EU referendum

How does the US see the EU referendum?

The New York Times gives a clear explanation of what the arguments and personalities are, enough to have a reasonable understanding from outside the country. It needs no hyperbole to show how destructive a Leave vote would be. Most independent economists and large businesses favor staying in, as do the most recent heads of Britain’s intelligence services. President Obama, Chancellor Angela Merkel of Germany and President Xi Jinping of China also want Britain to stay in. Not the French Front National, though. Retaining access to the free market would probably mean allowing free movement of citizens, making a mockery of the main emotional call for leave- No Immigrants! Most economists favor remaining in the bloc and say that an exit would cut growth, weaken the pound and hurt the City of London, Britain’s financial center. Even economists who favor an exit say that growth would be affected in the short and medium term, though they also say that Britain would be better off by 2030.

Their comment columns have noticed that support for Leave and for Trump in the US are similar phenomena, a wave of populism [concerning] a flood of migrants.

Instruction 1:
Rewrite the entries with "dirt path" swapped for "gravel road", leaving every other line unchanged, and omit the pictures from your output.
The EU referendum text has no connection to the entries that follow it.

Materials provided:
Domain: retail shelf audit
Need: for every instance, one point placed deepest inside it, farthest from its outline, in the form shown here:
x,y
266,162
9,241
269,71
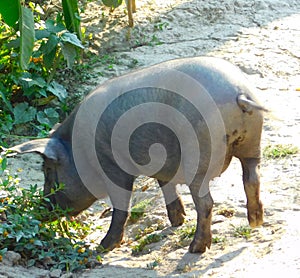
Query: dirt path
x,y
263,38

Instruction 2:
According to the EU referendum text, what effects do most economists say a British exit would have?

Task answer 1:
Domain: retail shelf audit
Need: for every instance, one point placed deepest inside it, farthest from its outline, in the form shown here:
x,y
266,162
9,241
269,71
Query: gravel road
x,y
263,38

Task answer 2:
- It would cut growth.
- It would weaken the pound.
- It would hurt the City of London.